- TRY IT -
Print each entry again exactly as written, and keep the pictures out.

(AVAILABLE DATA)

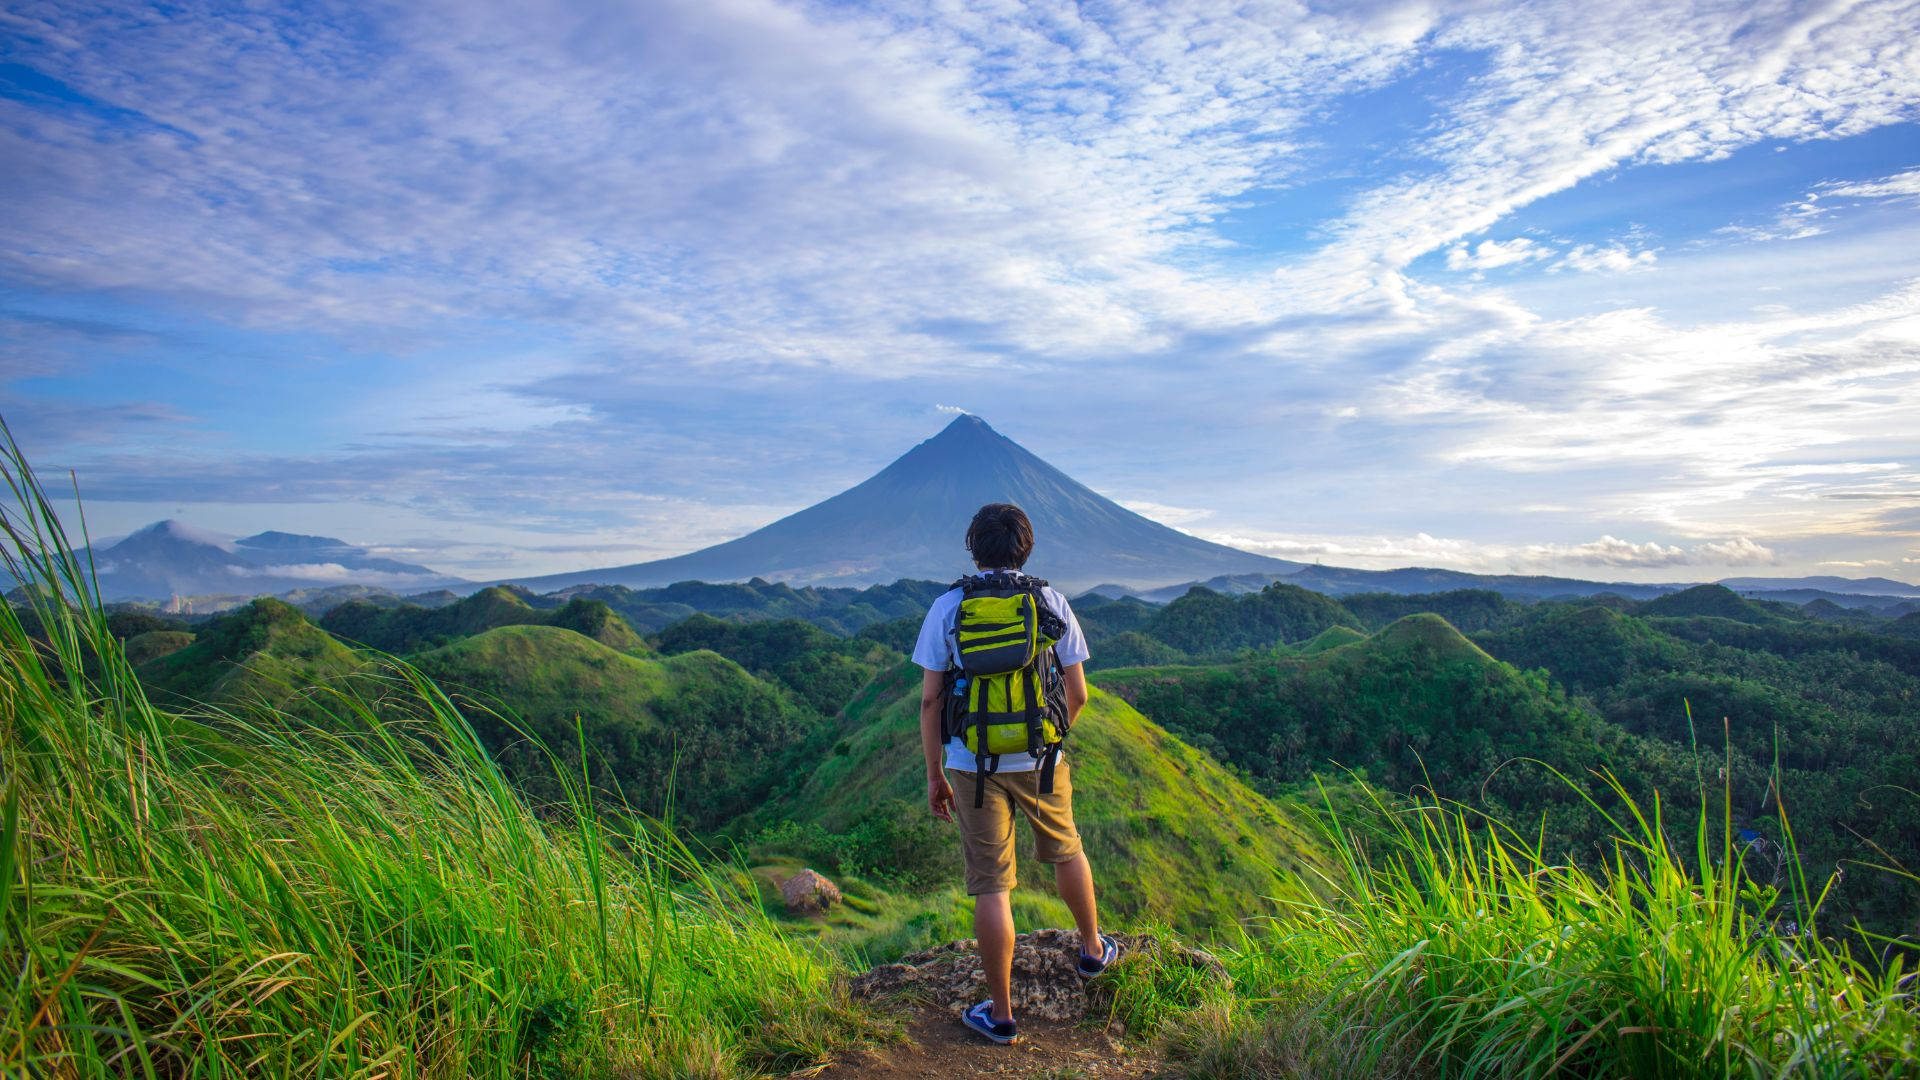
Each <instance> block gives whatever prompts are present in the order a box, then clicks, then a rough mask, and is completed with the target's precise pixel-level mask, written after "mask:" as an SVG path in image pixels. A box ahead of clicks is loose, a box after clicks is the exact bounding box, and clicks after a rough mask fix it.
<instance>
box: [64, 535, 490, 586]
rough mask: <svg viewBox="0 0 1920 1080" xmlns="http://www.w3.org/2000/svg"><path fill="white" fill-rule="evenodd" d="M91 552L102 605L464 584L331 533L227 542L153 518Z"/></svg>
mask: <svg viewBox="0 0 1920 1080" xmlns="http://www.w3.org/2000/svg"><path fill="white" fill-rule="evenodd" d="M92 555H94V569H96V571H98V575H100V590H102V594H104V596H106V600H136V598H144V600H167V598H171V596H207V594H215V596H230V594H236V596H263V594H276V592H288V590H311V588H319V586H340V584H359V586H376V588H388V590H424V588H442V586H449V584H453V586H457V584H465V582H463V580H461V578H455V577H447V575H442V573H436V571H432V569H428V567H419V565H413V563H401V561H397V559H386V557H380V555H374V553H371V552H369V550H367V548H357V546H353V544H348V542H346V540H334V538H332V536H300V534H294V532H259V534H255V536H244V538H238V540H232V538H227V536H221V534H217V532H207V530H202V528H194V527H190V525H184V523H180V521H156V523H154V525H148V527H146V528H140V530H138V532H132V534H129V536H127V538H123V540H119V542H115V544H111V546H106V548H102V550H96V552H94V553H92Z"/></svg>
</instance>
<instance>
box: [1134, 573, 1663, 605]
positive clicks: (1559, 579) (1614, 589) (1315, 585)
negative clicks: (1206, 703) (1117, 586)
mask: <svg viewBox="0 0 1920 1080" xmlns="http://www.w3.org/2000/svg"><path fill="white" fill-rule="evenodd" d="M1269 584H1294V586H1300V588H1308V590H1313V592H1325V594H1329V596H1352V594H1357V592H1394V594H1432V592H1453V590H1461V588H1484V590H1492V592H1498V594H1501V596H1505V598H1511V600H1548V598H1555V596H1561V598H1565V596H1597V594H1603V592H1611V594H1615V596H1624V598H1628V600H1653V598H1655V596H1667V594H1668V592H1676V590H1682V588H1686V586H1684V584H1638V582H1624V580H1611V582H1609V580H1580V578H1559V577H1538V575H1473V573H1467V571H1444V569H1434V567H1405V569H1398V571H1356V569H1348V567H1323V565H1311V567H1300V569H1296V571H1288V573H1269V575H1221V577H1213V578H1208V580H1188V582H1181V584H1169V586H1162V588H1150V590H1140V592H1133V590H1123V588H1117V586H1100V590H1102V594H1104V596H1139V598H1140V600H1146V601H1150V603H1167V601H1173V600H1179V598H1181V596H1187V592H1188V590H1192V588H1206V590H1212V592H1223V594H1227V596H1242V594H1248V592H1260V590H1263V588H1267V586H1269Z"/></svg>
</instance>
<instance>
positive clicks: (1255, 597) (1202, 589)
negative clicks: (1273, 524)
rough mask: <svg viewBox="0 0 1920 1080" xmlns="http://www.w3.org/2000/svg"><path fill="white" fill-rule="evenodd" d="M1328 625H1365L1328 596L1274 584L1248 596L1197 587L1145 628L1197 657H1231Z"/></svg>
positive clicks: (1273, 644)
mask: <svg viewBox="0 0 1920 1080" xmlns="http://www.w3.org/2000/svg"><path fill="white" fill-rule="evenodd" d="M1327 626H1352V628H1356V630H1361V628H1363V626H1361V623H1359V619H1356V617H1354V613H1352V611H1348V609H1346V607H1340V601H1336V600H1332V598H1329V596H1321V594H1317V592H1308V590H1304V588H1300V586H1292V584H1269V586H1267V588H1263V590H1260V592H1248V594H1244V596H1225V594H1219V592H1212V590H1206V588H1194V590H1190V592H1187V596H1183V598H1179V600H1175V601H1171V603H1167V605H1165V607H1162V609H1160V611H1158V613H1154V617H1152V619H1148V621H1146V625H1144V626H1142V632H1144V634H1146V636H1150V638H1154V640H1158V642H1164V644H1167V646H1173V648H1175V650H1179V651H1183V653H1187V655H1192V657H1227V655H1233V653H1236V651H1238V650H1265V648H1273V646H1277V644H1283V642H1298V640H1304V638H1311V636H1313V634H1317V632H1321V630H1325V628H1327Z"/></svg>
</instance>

(End AVAILABLE DATA)

- REPLY TO THE EXERCISE -
Each <instance> block gives whatever prompts are present in the order a box, then clicks, then a rough mask, and is completed with the target's precise pixel-level mask, written after "mask:" as an SVG path in image pixels. A box ahead of clicks is loose, a box after clicks is the exact bounding box, and clicks after a rough mask fix it.
<instance>
box: [64, 535, 490, 586]
rough mask: <svg viewBox="0 0 1920 1080" xmlns="http://www.w3.org/2000/svg"><path fill="white" fill-rule="evenodd" d="M91 552L102 605L464 584L331 533L227 542L153 518Z"/></svg>
mask: <svg viewBox="0 0 1920 1080" xmlns="http://www.w3.org/2000/svg"><path fill="white" fill-rule="evenodd" d="M92 555H94V569H96V571H98V575H100V590H102V594H104V596H106V600H136V598H144V600H167V598H171V596H207V594H215V596H230V594H236V596H263V594H276V592H288V590H311V588H319V586H340V584H359V586H376V588H388V590H424V588H442V586H449V584H453V586H457V584H465V582H463V580H461V578H455V577H447V575H442V573H436V571H432V569H428V567H419V565H413V563H401V561H397V559H386V557H380V555H374V553H371V552H369V550H367V548H357V546H353V544H348V542H346V540H334V538H332V536H300V534H294V532H259V534H255V536H244V538H238V540H232V538H227V536H221V534H217V532H207V530H202V528H194V527H190V525H184V523H180V521H156V523H154V525H148V527H146V528H140V530H138V532H132V534H129V536H127V538H123V540H119V542H115V544H111V546H106V548H102V550H96V552H94V553H92Z"/></svg>
</instance>
<instance>
box: [1134, 573, 1663, 605]
positive clicks: (1559, 579) (1614, 589) (1315, 585)
negative clicks: (1206, 703) (1117, 586)
mask: <svg viewBox="0 0 1920 1080" xmlns="http://www.w3.org/2000/svg"><path fill="white" fill-rule="evenodd" d="M1269 584H1294V586H1300V588H1308V590H1313V592H1325V594H1329V596H1352V594H1357V592H1394V594H1432V592H1453V590H1461V588H1484V590H1492V592H1498V594H1501V596H1505V598H1511V600H1548V598H1555V596H1561V598H1565V596H1597V594H1603V592H1611V594H1615V596H1624V598H1628V600H1653V598H1655V596H1667V594H1668V592H1676V590H1682V588H1686V586H1684V584H1638V582H1624V580H1611V582H1609V580H1580V578H1559V577H1538V575H1473V573H1467V571H1444V569H1434V567H1405V569H1398V571H1356V569H1348V567H1323V565H1311V567H1300V569H1296V571H1288V573H1269V575H1221V577H1213V578H1208V580H1188V582H1181V584H1169V586H1162V588H1150V590H1140V592H1133V590H1123V588H1117V586H1100V590H1102V594H1104V596H1139V598H1140V600H1146V601H1150V603H1167V601H1173V600H1179V598H1181V596H1187V592H1188V590H1192V588H1206V590H1212V592H1223V594H1227V596H1242V594H1248V592H1260V590H1263V588H1267V586H1269Z"/></svg>
</instance>
<instance>
positive clicks: (1255, 597) (1202, 589)
negative clicks: (1273, 524)
rough mask: <svg viewBox="0 0 1920 1080" xmlns="http://www.w3.org/2000/svg"><path fill="white" fill-rule="evenodd" d="M1328 625H1365L1328 596L1274 584L1248 596L1197 587L1145 628L1197 657H1231Z"/></svg>
positive clicks: (1273, 644)
mask: <svg viewBox="0 0 1920 1080" xmlns="http://www.w3.org/2000/svg"><path fill="white" fill-rule="evenodd" d="M1327 626H1352V628H1356V630H1361V628H1363V626H1361V623H1359V619H1356V617H1354V613H1352V611H1348V609H1346V607H1340V601H1336V600H1332V598H1329V596H1321V594H1317V592H1308V590H1304V588H1300V586H1292V584H1269V586H1267V588H1263V590H1260V592H1248V594H1244V596H1225V594H1219V592H1212V590H1206V588H1194V590H1190V592H1187V596H1183V598H1179V600H1175V601H1171V603H1167V605H1165V607H1162V609H1160V611H1158V613H1154V617H1152V619H1148V621H1146V625H1144V626H1142V632H1144V634H1146V636H1150V638H1154V640H1158V642H1164V644H1167V646H1173V648H1175V650H1179V651H1183V653H1187V655H1192V657H1227V655H1233V653H1236V651H1238V650H1265V648H1273V646H1277V644H1283V642H1298V640H1304V638H1311V636H1313V634H1317V632H1321V630H1325V628H1327Z"/></svg>
</instance>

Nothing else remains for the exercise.